Arbeitsauftrag: Setzen Sie den Lesetext über fluide Organisationen im Anschluss an seinen letzten Satz fort.

Lesetext:
· · · · · · ·
012016

Foto: Redd Angelo via Unsplash

Konzept

Zukunftsinstitut

Fluide Organisationen: Durchlässig statt starr

Unternehmen sind keine geschlossenen Systeme, sondern wandeln ständig ihre Form. Diese neue Offenheit braucht klare Strukturen. Der folgende Artikel thematisiert fluide Organisationsformen. Er wurde uns freundlicher Weise vom Zukunftsinstitut zur Verfügung gestellt.

Eine der entscheidendsten Veränderungen der Wissensgesellschaft ist das Aufbrechen klassischer Strukturen und das Durchlässigwerden von Grenzen. Der zum Prosumenten emanzipierte Kunde ist nicht mehr nur Abnehmer eines Produktes, sondern zum Gestalter gereift. Und Firmen aus den unterschiedlichsten Branchen finden sich in Coopetition-Szenarien wieder, in denen selbst mit dem härtesten Wettbewerber projektorientiert eng zusammengearbeitet wird. Noch vor wenigen Jahren waren klare Trennlinien an der Tagesordnung, heute sind die Rollen immer stärker verschwommen.
· · · · · · ·
Datenauszug:
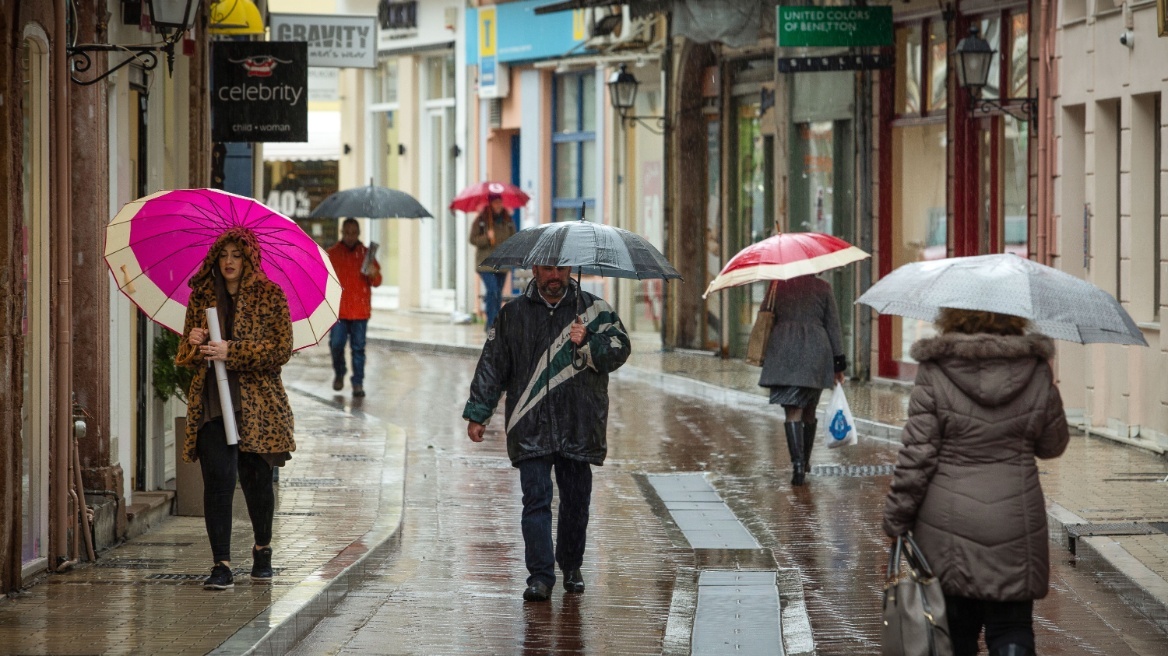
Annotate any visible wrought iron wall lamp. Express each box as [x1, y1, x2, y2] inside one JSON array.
· · · · · · ·
Lösung:
Auch die scheinbar einfache Frage, wer eigentlich zur Belegschaft gehört, lässt sich nicht mehr so trivial beantworten. Zu vielschichtig sind inzwischen die Arten, in denen Arbeitsleistung erbracht wird: Kernbelegschaft; ausgegliederte Unternehmensteile; über Personalbereitsteller beschäftigte Mitarbeiter; Agenturen und Berater, die tief in die eigenen Geschäftsprozesse involviert sind; Partnerunternehmen, mit denen gemeinsam der Markt bearbeitet wird.

Arbeit ist grenzenlos

Als der Telekommunikationsanbieter Verizon von einem Kunden angesichts einer verdächtigen Datenleitung damit beauftragt wurde, einen Sicherheitscheck seiner Unternehmens-IT-Infrastruktur durchzuführen, stieß man auf ein überraschendes Ergebnis. Die Leitung nach Shenyang war nicht von chinesischen Hackern errichtet worden, sondern von einem mustergültigen Angestellten des Unternehmens selbst. Der in den Medien als „Bob“ bekannt gewordene Angestellte hätte als Software-Entwickler Programme schreiben sollen, fand jedoch in China ein Unternehmen, das seine Arbeit für ihn erledigen konnte. Bob überwies regelmäßig 20 Prozent seines Gehalts nach China, erschien dennoch jeden Tag im Büro – und vertrieb sich die Zeit mit Internet-Surfen.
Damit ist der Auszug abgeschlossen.